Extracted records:
========================================================================

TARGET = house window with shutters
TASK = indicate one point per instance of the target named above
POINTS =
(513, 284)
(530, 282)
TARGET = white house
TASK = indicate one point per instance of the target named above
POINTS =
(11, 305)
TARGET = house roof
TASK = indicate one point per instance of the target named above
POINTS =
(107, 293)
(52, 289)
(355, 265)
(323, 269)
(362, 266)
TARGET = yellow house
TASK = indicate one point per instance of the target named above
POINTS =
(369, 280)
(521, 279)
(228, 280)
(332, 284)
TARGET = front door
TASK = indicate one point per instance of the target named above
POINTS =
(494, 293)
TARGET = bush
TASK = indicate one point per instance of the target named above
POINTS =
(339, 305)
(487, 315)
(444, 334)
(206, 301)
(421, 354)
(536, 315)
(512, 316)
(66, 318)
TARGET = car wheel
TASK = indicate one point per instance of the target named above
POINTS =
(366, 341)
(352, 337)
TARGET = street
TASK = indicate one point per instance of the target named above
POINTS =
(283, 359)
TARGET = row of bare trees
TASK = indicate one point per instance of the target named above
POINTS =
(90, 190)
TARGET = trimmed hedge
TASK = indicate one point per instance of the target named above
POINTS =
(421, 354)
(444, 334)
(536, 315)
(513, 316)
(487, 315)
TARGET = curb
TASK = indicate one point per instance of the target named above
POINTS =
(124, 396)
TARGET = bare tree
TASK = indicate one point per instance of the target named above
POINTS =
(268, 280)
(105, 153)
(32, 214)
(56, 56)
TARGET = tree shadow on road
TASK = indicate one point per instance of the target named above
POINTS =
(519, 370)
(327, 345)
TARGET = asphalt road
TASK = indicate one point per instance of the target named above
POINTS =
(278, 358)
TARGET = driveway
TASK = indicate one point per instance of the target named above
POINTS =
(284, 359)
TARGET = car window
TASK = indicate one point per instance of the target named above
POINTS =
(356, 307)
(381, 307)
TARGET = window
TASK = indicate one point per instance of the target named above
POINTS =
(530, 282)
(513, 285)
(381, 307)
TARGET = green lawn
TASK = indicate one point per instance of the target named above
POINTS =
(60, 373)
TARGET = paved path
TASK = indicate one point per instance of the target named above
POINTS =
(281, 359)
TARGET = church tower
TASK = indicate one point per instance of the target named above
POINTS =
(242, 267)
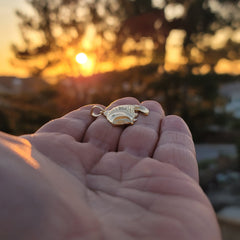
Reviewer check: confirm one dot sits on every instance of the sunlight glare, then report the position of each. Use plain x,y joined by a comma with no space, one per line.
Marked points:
81,58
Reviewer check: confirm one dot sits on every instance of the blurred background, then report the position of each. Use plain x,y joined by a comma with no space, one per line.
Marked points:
57,55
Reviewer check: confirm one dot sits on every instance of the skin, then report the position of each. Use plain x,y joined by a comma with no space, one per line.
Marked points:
79,177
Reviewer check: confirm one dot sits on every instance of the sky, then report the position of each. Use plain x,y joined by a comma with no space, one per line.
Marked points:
9,33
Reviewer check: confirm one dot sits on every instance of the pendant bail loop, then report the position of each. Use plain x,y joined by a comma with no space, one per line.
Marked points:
96,114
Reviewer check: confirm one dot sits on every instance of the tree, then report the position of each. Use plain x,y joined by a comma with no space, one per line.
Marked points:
58,28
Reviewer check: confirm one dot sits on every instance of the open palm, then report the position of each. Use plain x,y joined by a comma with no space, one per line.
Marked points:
82,178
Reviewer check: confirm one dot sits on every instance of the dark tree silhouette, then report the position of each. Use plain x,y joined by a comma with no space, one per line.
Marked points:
58,25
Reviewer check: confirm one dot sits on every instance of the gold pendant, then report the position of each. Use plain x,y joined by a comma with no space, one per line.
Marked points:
120,115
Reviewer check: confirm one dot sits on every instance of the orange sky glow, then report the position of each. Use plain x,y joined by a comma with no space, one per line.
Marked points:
174,59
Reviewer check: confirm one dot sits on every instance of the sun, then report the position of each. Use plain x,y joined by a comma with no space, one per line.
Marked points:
81,58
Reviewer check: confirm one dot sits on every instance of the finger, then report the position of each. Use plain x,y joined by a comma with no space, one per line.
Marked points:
141,138
73,124
176,146
103,134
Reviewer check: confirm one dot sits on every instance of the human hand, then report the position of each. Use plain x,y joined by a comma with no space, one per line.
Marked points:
82,178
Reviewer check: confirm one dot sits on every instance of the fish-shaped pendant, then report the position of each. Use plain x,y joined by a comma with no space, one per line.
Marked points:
120,115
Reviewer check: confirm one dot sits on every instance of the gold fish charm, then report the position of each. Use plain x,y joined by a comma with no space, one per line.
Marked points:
120,115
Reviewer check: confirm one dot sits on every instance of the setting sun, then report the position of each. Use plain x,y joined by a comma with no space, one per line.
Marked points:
81,58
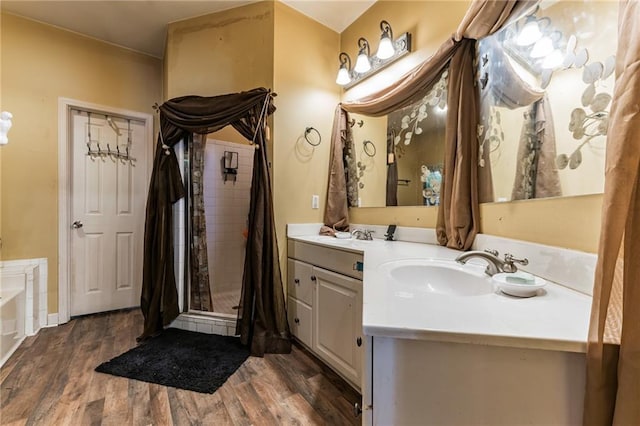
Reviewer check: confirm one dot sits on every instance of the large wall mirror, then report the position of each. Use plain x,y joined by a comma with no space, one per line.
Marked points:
545,83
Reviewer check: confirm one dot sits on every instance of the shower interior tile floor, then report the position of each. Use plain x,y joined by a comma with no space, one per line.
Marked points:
50,380
226,302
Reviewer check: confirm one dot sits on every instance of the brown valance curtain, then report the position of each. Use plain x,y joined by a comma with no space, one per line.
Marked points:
613,371
263,323
458,214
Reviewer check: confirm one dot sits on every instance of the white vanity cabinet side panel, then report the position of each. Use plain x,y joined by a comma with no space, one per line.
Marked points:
299,283
337,334
420,382
300,318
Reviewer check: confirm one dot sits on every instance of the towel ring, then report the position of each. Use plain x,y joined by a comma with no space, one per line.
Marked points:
307,131
369,148
353,122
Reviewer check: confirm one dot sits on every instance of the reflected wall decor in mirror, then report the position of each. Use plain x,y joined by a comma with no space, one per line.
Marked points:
545,85
407,170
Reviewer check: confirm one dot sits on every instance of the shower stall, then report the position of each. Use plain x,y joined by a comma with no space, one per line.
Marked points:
227,194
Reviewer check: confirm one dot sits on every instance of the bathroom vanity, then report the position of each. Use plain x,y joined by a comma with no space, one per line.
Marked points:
324,308
433,356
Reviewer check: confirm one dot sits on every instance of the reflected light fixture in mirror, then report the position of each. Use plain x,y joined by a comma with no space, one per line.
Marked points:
530,32
553,60
385,48
362,62
542,48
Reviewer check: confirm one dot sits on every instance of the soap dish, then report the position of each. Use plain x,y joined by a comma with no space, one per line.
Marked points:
524,289
343,235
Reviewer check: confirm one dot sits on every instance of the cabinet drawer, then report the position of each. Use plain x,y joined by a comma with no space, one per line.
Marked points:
300,317
333,259
299,283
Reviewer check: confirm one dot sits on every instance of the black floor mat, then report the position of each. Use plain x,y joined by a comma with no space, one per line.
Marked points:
181,359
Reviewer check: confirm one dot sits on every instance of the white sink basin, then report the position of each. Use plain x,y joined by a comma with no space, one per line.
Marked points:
445,277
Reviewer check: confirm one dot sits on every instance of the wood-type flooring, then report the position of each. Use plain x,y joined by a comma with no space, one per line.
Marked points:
50,380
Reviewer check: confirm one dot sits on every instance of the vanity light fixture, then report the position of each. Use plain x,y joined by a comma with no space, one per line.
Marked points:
530,32
385,48
388,52
363,64
344,73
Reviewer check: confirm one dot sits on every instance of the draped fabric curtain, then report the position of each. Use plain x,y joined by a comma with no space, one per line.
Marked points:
613,367
336,213
262,319
263,324
200,293
458,215
392,172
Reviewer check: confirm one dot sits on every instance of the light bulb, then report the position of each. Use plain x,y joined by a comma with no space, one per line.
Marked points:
530,34
553,60
362,63
385,49
542,48
343,76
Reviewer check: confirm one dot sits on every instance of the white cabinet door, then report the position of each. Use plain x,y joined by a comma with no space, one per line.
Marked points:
337,336
300,321
299,284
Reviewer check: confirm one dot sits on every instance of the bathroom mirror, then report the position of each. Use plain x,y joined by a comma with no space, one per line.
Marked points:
400,156
546,84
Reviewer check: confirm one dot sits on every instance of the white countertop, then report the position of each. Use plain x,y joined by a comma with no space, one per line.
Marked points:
556,319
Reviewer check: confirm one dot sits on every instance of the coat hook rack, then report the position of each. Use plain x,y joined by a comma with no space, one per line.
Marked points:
353,122
310,141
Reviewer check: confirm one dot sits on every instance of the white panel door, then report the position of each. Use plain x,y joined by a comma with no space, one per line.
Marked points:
108,209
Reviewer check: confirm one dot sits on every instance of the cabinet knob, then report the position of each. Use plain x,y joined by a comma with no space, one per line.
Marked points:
357,410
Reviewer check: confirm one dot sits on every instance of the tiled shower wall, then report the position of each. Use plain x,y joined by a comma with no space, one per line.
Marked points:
179,232
226,212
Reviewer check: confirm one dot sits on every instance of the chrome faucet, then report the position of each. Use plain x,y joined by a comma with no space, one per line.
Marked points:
363,234
494,263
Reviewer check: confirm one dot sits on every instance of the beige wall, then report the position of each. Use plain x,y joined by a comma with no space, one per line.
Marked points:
41,63
305,66
572,222
225,52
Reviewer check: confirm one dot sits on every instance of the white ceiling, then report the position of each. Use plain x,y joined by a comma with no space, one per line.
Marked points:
141,25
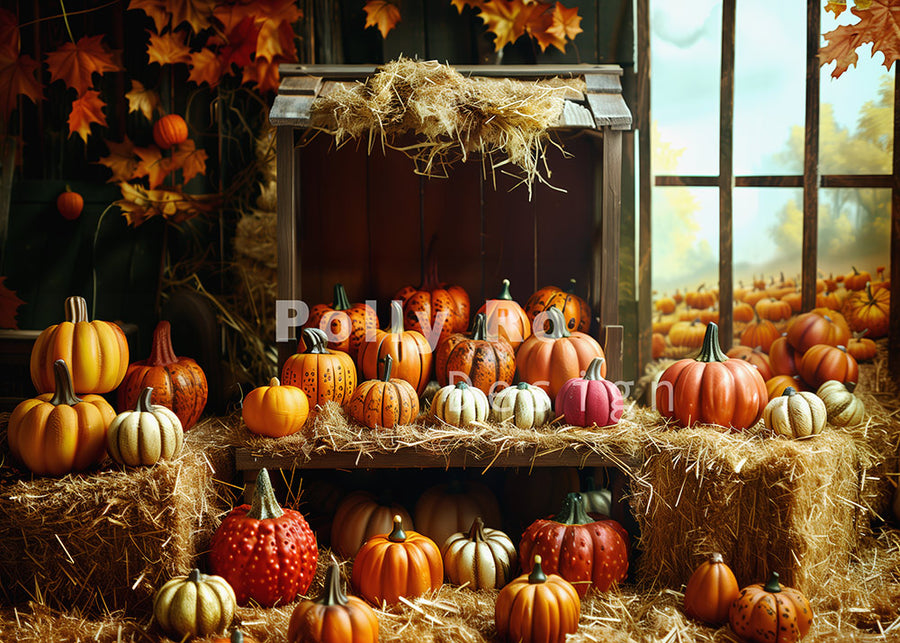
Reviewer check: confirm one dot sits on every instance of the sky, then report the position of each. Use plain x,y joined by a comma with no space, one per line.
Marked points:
769,100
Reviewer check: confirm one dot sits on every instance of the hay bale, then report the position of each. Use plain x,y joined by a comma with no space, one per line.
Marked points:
106,540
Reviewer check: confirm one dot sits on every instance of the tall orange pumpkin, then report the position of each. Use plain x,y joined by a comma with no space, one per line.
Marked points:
712,389
96,352
179,383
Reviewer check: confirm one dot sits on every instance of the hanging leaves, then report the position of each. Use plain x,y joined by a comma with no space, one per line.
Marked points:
879,24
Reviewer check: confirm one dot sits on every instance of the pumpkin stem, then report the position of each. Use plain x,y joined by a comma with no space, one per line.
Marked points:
316,341
162,353
772,585
341,301
334,593
537,574
573,512
397,534
593,369
65,392
264,503
76,309
710,351
476,531
143,404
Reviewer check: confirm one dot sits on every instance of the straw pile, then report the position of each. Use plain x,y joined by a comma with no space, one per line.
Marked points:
103,540
451,115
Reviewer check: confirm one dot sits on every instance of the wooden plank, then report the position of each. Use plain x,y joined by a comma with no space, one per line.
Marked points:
810,258
726,177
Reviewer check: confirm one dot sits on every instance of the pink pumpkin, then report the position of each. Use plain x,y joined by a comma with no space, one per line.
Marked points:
589,400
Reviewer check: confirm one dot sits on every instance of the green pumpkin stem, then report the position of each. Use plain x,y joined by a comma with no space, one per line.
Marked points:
341,301
710,351
537,574
572,512
264,504
772,586
397,534
593,369
65,392
334,593
143,404
315,340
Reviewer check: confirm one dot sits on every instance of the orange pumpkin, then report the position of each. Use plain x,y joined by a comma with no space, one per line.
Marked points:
550,359
401,563
334,617
275,410
178,383
55,434
323,374
384,403
346,325
170,130
712,389
410,352
823,362
710,591
537,608
770,613
575,310
96,352
475,360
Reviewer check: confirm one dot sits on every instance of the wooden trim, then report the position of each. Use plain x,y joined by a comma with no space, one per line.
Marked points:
810,256
726,177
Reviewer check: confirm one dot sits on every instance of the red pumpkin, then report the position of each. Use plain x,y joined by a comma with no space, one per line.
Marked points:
346,325
178,383
169,131
586,552
590,400
712,389
266,553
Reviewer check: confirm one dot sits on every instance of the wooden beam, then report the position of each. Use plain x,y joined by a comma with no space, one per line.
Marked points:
809,259
726,178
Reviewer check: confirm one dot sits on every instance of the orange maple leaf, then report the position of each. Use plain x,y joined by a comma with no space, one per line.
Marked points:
205,67
877,25
168,49
382,14
9,306
17,78
121,160
86,109
76,63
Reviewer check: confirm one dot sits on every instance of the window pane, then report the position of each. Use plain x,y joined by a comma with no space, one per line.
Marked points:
769,99
685,49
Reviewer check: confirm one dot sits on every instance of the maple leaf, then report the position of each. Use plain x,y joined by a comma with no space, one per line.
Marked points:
143,100
76,63
9,306
121,160
205,67
86,109
877,25
156,9
168,49
17,78
382,14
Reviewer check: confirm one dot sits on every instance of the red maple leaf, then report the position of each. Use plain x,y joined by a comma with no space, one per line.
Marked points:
9,306
86,109
879,24
76,63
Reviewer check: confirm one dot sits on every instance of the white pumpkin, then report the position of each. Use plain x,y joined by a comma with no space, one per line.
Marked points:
146,435
525,405
795,415
484,558
842,406
460,404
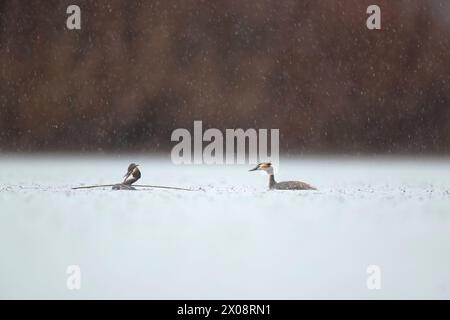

========================================================================

#### Problem requirements:
Whenever the string "stem" turns up in a line of the data, copy that line.

#### Problem solution:
Reviewer check: confirm one dot sits on every instance of the pumpkin stem, then report the position of each. Use plain x,y joined by a comma with no space, one per line.
Reviewer check: confirm one dot sits on every instance of the green pumpkin stem, then report the position of each. Use plain x,y joined by a comma with no space, one per line.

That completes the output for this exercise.